**Your objective**
Reproduce every line of the data below without any changes, omitting the pictures from your answer.

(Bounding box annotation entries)

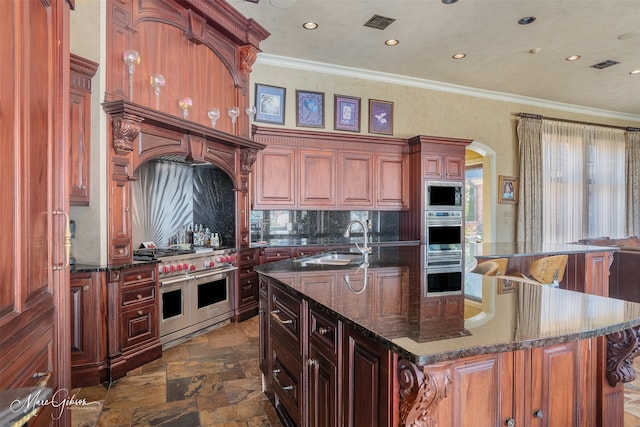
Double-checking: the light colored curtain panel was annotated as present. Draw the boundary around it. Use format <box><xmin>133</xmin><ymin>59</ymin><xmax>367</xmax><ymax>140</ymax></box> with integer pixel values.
<box><xmin>592</xmin><ymin>126</ymin><xmax>626</xmax><ymax>238</ymax></box>
<box><xmin>517</xmin><ymin>117</ymin><xmax>542</xmax><ymax>247</ymax></box>
<box><xmin>541</xmin><ymin>120</ymin><xmax>588</xmax><ymax>243</ymax></box>
<box><xmin>626</xmin><ymin>131</ymin><xmax>640</xmax><ymax>236</ymax></box>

**Task solution**
Double-checking: the light colored curtain panel was annotated as present. Draw the boundary around it. Use format <box><xmin>133</xmin><ymin>59</ymin><xmax>367</xmax><ymax>140</ymax></box> with integer pixel values.
<box><xmin>592</xmin><ymin>126</ymin><xmax>626</xmax><ymax>238</ymax></box>
<box><xmin>517</xmin><ymin>117</ymin><xmax>542</xmax><ymax>247</ymax></box>
<box><xmin>541</xmin><ymin>120</ymin><xmax>588</xmax><ymax>243</ymax></box>
<box><xmin>626</xmin><ymin>131</ymin><xmax>640</xmax><ymax>236</ymax></box>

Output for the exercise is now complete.